**Task goal**
Provide an exact reproduction of every entry.

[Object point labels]
------------------------

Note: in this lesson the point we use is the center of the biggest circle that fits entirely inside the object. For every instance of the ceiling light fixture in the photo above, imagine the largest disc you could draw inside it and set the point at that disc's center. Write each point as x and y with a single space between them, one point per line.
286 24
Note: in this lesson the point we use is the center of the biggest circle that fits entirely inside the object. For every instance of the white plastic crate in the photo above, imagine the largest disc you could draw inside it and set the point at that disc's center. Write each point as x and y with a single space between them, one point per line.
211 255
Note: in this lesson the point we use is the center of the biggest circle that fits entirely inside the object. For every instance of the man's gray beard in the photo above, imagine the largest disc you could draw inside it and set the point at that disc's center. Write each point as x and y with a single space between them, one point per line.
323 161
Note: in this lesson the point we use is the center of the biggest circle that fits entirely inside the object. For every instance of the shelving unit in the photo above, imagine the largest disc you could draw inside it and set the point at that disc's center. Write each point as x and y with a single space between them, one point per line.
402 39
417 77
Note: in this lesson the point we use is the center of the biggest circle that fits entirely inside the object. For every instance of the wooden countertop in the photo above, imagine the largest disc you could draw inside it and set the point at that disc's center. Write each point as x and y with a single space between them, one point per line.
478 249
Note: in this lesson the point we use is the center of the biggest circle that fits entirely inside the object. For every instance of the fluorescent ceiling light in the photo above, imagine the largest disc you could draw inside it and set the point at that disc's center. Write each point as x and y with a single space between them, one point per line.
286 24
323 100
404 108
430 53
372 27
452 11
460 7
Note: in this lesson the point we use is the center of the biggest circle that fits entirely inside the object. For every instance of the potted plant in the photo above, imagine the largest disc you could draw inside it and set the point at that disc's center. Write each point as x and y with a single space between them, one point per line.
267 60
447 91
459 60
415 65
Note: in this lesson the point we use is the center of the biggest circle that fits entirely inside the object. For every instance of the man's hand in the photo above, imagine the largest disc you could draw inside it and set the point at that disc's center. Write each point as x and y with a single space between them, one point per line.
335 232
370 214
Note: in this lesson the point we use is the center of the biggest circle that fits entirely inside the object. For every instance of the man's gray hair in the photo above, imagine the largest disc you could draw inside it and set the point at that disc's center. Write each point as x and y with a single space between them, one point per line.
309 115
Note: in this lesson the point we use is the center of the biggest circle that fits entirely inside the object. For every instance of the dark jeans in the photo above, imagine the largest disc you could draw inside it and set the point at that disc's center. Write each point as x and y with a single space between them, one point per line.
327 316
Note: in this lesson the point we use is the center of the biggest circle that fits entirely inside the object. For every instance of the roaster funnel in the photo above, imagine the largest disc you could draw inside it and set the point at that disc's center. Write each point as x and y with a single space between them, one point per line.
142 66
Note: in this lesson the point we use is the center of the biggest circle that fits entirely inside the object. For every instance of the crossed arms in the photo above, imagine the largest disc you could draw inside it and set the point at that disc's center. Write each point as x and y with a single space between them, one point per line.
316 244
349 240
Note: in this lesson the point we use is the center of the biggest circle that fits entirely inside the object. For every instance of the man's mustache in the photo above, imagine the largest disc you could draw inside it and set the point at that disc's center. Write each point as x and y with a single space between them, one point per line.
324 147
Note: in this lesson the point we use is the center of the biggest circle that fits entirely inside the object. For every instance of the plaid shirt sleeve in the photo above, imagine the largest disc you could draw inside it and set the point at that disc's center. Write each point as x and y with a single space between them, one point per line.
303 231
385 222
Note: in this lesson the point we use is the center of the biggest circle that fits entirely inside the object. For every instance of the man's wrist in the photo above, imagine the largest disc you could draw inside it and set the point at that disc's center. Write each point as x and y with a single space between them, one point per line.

------------------------

**Exercise solution**
Note: in this lesson the point we use is the center of the biggest circle that fits entirely inside the object. For every instance of the ceiling light fixture in the photo above, imagine the largest disc you could draw inside it and set the point at that disc's center. Write each point as x and y with a single space between them, one point per line.
286 24
Note: in this lesson the point we use is the center of the biggest circle that fits entirely inside the object. For every instance of the white plastic crate in the photo above, imagine the largest disc you could draw inside it and set the point at that disc's center. Write each point as x and y with a single space between them, one point per line.
211 255
Note: in this lesson the point we use is the center of the biggest circle that fits entirely inside the object. For every instance of the man's gray beard in the photo above, imagine the largest disc you could draw inside it and set the point at that disc's center. Write each point as x and y with a single space between them, one point per line.
323 161
Note: in this lesson the point we use is the center of the biggest circle that fits entirely inside the object. For every instance of the shelving unit in the photo above, imagine the largest disc you could draw inside it and set the point at that disc's center. Write each point as x and y with a single space between them, one point per line.
402 39
417 77
Note: in this lesson the point we use is the center of the biggest circle that fits entirely inside the object. For every instance of the wooden countertop in the photo above, imagine the largest disc you could draw inside it and set the point at that disc's center. Write each point as x and y with a single space between them, one point per line.
478 249
Note: in this lesson the point we use is the center of the biggest circle that fits entirely inside the object. For every instance of the fluorescent ceiling light in the photo above, imagine the largest disc you could draw inside it and set the point at that disc's center. Write each point as x and y with a single space between them, one point per line.
286 24
323 100
404 108
430 53
372 27
452 11
460 7
Note: in this lesson the point we use is the center of the biggest circle that fits entirely inside the object. For every instance of the potted plant in the photo above, imagine the largest disc you could draw inside it and set the point at that disc's center. Write each point as x and y with a single space between them, one point per line.
267 60
447 91
459 60
415 65
Note: in this lesson the point we use is the center of the biggest circle that fits entirely inside the object. For every instance of the man's hand in the photo above, imagine the largest disc you could draw inside it and set the point at that disc's center. Write each point as x and y with a single space between them, one point per line.
335 232
370 214
Note: in this lesson the point we use is the center of the biggest circle that fits entirely inside the object. For every instance of the man's gray hair in the photo above, imagine the largest disc you could draw inside it and set the point at that disc's center. Write each point as x and y with a single space between them, one point per line.
309 115
Note: in this lesson the point we use is the center of the biggest circle that fits entirely inside the object. For every instance of the dark jeans in the photo above, imagine the largest disc you could draw inside it and set the point at that disc's center. Write each point as x and y with a single space between them, one point per line.
327 316
Note: in this lesson the point we use is the center of the biggest circle that fits entirely inside the object. For every instance of the roaster funnel in the photo above, imagine the largest disc you could draw inside it and set the point at that disc's center. Write each point as x and y with a single space between them, one point per line.
142 66
Note: in this lesson the point we use is the center of the biggest circle that fits entirely inside the object. For every instance of the crossed arms in the photo above, imagine the largest disc you could draw inside it and set the point at that disc's center. Write each point as x and y with a single space between them, one point per line.
316 244
349 240
Note: in this lesson the point we use is the center of the biggest circle that fits entirely inside the object. For every instance of the man's mustache in the photo above, imagine the largest disc you could draw inside it and set the point at that disc's center. Write each point as x and y with a single space between them, one point per line.
324 147
Note: in this lesson the point we use is the center of the biggest circle that fits entirely inside the object. For every instance of the plaid shirt sleeve in the photo above, imagine the largest disc you could draw inside it and set the point at that disc's center. Write each point as x and y with a single space between them, one point per line.
303 231
385 222
Note: in this lesson the point we use is the center of the biggest circle that fits entirely inside the object. For every instance of the man's wrist in the photo above, imagine the largest disc you could draw inside it and set the point at that disc's center. Write each point as x and y with a single space between them, one point per line.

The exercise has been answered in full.